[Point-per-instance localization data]
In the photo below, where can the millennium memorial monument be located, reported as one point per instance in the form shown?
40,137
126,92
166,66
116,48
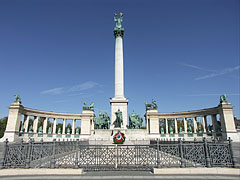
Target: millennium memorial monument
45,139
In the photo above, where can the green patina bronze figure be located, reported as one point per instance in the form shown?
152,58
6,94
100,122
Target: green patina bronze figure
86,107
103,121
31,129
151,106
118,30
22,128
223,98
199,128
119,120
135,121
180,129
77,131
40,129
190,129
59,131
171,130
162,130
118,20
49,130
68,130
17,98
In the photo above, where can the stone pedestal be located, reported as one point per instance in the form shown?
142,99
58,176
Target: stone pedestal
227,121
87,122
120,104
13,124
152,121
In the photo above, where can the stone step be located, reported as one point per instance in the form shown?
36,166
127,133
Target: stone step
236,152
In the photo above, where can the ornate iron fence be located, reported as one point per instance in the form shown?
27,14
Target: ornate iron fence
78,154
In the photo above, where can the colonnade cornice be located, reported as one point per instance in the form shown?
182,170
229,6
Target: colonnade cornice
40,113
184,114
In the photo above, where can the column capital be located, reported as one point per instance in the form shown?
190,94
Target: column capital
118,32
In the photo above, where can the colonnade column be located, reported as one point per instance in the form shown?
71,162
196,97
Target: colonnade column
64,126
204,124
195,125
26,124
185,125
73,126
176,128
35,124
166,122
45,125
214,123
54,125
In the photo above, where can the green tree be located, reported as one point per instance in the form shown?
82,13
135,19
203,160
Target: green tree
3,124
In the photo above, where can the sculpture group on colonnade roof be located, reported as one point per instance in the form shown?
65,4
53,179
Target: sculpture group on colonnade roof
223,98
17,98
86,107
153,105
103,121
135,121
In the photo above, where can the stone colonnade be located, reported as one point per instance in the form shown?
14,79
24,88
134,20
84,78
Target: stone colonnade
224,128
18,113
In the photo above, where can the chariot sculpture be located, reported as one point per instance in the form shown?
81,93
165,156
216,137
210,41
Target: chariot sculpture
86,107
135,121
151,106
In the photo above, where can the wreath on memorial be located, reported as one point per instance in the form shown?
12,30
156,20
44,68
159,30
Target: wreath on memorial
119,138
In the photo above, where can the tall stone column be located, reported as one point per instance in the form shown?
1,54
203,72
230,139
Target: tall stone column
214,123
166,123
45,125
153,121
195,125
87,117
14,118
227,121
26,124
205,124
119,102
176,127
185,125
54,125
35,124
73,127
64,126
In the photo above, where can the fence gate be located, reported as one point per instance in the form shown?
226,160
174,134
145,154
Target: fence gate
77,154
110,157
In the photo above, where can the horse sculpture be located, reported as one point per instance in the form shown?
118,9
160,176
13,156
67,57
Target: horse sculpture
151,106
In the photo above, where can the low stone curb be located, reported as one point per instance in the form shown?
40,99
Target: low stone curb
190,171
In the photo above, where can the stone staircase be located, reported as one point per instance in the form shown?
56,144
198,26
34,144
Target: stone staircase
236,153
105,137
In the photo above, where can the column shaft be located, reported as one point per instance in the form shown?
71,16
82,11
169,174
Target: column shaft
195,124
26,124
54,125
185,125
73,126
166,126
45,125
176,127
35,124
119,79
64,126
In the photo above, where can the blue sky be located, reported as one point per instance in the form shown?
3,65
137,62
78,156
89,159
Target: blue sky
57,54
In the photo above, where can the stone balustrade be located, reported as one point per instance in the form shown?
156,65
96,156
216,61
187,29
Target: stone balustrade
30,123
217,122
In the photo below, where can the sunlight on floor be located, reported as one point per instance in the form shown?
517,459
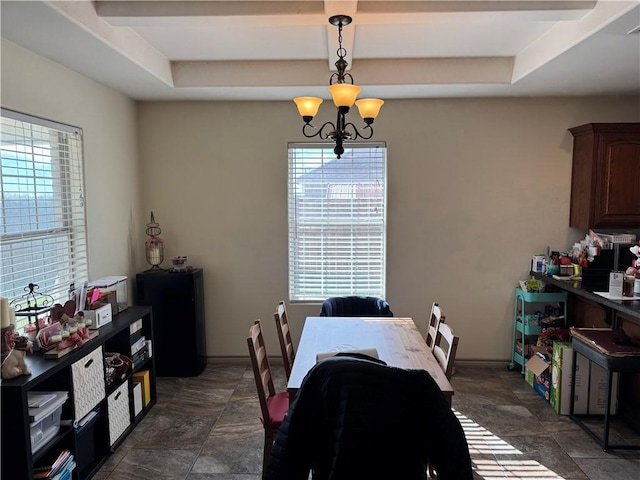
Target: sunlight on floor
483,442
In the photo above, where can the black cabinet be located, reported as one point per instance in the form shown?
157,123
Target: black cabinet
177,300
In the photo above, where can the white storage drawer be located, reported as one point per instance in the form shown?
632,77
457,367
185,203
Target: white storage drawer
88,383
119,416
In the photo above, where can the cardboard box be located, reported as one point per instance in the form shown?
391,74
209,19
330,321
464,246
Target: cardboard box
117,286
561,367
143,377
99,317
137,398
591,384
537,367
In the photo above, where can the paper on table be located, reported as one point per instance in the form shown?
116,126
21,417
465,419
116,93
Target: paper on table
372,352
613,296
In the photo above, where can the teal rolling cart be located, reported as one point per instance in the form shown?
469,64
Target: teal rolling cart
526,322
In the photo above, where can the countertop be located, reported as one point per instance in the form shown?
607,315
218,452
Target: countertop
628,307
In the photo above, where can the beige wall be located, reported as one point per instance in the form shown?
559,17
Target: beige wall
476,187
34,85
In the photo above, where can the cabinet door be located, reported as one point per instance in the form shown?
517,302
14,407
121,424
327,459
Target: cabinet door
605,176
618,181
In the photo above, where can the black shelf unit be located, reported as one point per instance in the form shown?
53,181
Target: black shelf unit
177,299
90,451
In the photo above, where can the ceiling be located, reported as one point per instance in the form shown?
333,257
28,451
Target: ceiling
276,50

What needs to be done: Report every line of the entries that carries the word "below".

Solved exercise:
In the photo below, where can the millennium memorial monument be located, reported as one point per instance in the form shown?
In the photo below, where can the sunlight on floor be located, reported as one point per instance in the form shown?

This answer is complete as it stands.